* Begin *
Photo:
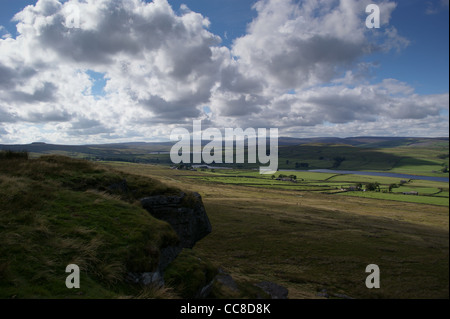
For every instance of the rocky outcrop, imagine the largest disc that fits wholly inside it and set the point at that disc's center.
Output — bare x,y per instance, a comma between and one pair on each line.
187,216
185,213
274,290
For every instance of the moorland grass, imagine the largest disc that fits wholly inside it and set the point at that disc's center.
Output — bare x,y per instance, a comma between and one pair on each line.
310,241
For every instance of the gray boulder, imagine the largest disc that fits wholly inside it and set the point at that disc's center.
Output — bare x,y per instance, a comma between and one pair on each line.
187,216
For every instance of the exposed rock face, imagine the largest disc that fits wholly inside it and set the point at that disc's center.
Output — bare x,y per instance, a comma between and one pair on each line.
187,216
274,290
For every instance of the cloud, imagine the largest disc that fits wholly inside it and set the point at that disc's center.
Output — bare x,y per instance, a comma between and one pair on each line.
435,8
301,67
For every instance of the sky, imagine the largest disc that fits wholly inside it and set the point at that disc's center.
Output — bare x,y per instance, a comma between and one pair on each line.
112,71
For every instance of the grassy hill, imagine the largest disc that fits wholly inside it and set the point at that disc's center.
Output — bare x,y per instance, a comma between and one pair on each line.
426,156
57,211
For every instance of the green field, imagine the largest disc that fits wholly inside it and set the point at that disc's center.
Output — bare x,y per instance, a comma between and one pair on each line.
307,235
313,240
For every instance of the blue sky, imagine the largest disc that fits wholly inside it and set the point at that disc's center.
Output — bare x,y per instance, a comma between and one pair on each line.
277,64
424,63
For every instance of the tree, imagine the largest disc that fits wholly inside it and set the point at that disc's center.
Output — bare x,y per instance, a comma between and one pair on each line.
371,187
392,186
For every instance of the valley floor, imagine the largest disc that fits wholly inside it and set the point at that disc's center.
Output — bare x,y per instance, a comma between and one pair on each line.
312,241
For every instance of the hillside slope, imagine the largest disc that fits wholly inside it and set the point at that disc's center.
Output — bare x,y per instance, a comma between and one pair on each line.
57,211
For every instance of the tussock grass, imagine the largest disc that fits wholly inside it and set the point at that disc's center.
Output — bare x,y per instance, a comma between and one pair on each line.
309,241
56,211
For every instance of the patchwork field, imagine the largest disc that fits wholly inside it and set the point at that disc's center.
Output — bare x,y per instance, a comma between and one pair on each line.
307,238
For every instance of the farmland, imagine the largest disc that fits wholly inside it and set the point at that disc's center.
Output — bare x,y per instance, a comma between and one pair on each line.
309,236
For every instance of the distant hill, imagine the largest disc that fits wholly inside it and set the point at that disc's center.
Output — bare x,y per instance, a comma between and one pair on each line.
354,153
* End *
* Begin *
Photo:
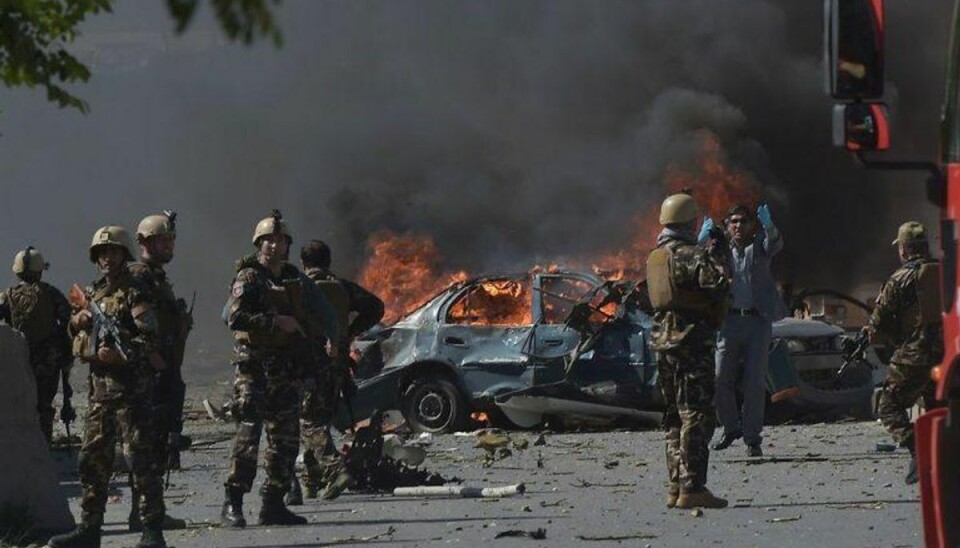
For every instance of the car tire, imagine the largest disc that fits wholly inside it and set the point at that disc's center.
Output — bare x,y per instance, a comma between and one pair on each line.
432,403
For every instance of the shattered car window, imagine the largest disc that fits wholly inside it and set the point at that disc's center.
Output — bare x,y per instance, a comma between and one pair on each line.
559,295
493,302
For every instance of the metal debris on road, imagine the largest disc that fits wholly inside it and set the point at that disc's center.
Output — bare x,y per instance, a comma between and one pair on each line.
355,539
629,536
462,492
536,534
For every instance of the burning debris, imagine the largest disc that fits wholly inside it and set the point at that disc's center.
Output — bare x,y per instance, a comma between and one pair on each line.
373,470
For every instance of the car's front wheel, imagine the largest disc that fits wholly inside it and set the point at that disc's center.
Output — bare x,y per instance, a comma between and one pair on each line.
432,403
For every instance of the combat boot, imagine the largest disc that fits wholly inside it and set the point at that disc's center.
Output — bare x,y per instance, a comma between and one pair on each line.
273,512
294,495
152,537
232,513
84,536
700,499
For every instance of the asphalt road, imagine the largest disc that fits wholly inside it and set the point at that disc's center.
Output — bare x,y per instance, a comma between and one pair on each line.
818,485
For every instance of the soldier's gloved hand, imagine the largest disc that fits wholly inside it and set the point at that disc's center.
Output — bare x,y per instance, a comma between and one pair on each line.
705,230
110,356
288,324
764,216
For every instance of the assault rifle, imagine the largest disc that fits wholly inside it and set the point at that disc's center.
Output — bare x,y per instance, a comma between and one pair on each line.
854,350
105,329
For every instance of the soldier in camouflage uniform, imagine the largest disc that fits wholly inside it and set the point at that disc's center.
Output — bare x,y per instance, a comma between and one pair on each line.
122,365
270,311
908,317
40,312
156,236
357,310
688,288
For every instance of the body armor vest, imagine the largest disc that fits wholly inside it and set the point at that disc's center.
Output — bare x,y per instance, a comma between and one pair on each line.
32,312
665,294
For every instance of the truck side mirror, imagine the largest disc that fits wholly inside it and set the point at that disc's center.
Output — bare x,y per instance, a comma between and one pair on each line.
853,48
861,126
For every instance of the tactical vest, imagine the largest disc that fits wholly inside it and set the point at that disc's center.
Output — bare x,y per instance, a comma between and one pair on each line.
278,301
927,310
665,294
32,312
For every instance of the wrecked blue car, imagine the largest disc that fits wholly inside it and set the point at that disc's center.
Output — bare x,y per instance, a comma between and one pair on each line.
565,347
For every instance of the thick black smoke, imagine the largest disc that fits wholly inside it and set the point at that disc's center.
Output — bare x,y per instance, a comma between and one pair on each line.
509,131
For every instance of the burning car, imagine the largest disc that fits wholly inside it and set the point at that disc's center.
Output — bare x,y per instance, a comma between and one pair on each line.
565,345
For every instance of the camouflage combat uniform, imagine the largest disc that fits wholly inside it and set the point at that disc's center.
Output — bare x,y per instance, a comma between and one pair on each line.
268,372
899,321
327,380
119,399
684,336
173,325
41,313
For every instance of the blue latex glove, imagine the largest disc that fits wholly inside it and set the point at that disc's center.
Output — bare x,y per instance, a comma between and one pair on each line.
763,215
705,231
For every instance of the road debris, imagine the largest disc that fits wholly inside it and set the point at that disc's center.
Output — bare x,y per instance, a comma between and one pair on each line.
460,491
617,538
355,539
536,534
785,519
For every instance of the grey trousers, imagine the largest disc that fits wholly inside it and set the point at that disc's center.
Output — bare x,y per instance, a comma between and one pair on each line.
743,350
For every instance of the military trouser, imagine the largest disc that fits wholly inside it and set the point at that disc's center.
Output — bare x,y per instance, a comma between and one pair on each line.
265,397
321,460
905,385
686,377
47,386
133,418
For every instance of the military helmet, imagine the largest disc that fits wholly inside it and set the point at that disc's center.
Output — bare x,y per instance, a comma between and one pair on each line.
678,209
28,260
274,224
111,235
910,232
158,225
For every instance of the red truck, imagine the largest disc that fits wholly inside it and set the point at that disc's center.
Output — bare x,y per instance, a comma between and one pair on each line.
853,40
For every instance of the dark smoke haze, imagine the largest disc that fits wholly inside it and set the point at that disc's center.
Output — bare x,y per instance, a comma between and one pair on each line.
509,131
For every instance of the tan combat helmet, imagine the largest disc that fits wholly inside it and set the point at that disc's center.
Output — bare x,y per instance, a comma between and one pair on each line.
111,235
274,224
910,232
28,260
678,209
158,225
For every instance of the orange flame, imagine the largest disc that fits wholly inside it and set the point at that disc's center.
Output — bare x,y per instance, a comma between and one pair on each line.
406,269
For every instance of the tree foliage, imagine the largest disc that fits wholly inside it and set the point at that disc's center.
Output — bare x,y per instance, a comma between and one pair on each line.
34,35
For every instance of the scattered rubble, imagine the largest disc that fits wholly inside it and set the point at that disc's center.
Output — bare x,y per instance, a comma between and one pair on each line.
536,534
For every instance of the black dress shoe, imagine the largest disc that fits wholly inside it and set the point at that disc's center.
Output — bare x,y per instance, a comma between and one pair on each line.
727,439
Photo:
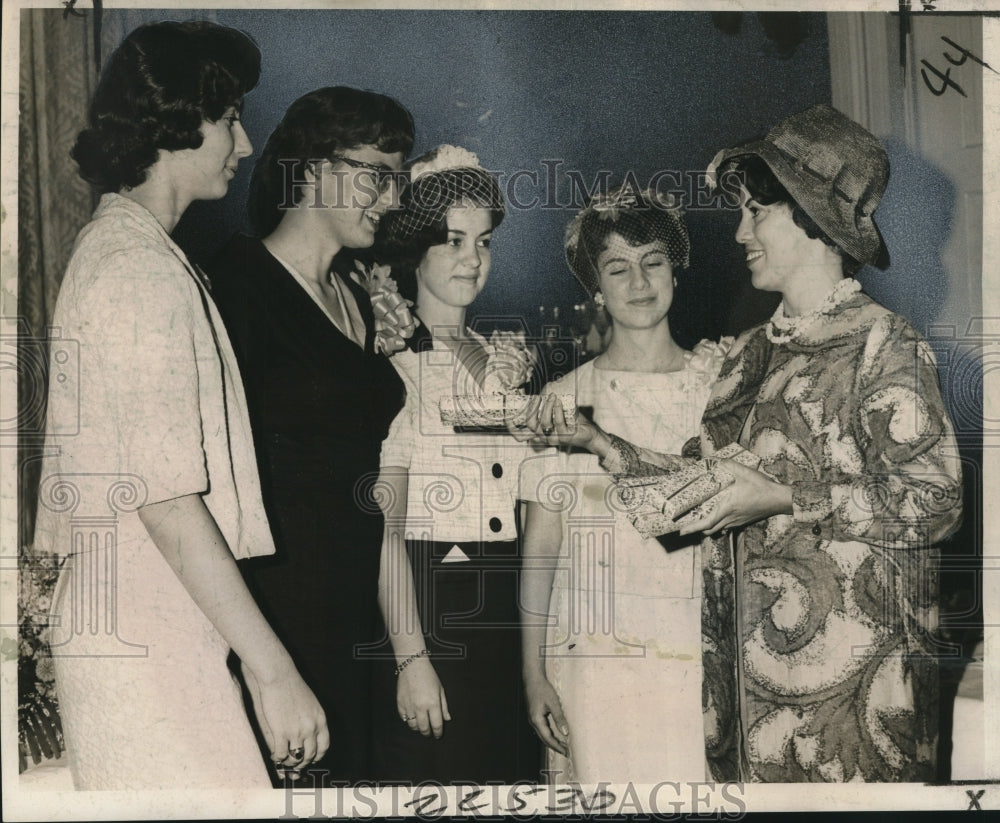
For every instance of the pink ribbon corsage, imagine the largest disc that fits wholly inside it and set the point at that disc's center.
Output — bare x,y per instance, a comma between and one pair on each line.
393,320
* End *
→ EXERCISE BRIEF
List every line of the records that contains the word "blue". Case counts, so match capital and small letters exactly.

→ REPLY
For every instance of the blue sky, imagine the largest disc that fits wholly inside it and set the point at that disc's center.
For every instance of the wrecked blue car, imagine the largest disc that fits wholly inside it and set the point at that disc's center.
For every instance of the blue latex glove, imagine the largest disc that fits wholly inside it and set the point at that disc's center.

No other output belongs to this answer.